— BEGIN DATASET —
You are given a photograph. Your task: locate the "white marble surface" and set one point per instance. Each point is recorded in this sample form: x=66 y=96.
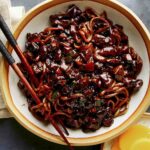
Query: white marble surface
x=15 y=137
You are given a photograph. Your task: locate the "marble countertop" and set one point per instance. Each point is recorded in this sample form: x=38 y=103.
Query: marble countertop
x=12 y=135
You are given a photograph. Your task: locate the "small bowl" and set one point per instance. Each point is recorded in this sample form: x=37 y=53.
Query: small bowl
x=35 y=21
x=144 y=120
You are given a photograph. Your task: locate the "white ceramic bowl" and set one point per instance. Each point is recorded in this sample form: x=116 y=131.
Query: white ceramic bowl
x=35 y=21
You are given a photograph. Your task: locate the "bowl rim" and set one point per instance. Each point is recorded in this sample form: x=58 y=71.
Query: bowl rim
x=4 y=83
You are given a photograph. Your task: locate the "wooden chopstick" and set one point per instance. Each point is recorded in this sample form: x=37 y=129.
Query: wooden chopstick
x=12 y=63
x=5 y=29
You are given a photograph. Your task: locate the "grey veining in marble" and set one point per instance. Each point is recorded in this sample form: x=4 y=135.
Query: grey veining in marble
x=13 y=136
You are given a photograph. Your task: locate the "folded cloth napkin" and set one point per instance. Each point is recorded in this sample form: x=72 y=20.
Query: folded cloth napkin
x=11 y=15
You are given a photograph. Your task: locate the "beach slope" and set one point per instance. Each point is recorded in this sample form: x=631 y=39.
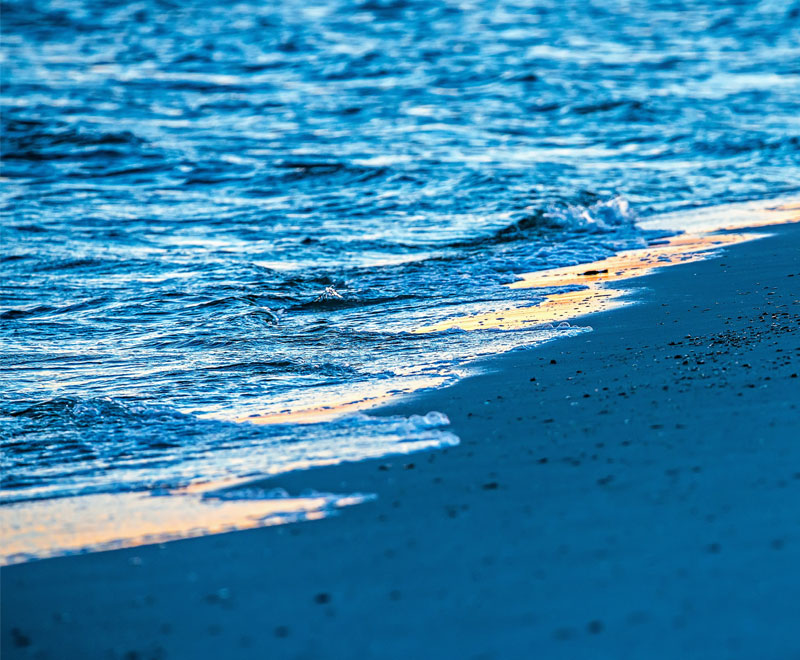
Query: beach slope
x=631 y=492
— END DATASET —
— BEGIN DATASET —
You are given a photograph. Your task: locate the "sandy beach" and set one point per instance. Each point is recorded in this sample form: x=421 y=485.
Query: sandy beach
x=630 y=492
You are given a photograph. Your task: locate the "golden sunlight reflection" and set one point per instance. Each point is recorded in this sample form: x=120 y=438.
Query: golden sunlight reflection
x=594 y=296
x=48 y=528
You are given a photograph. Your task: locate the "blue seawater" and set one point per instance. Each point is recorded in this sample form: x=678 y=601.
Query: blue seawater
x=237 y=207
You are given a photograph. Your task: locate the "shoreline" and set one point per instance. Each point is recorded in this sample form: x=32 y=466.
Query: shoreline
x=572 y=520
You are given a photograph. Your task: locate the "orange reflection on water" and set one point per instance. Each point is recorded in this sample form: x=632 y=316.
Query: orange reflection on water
— END DATASET —
▶ YOUR GOAL: Could you change the part of the listing that opens with the line containing "form: x=66 y=96." and closes with the line containing "x=144 y=120" so that "photograph" becomes "image", with everything else left as it is and the pictures left out?

▶ WRITTEN ANSWER:
You are given a image. Your task: locate the "white marble surface" and set one point per instance. Each point is recorded in this sample form: x=66 y=96.
Query: white marble surface
x=15 y=137
You are given a image. Your task: locate the "marble countertop" and set one point per instance. Each point is recorded in this sample form: x=38 y=103.
Query: marble countertop
x=12 y=135
You are given a image. Your task: locate the "small bowl" and set one point per instance. Each point is recorded in this sample form: x=37 y=53.
Query: small bowl
x=35 y=21
x=144 y=120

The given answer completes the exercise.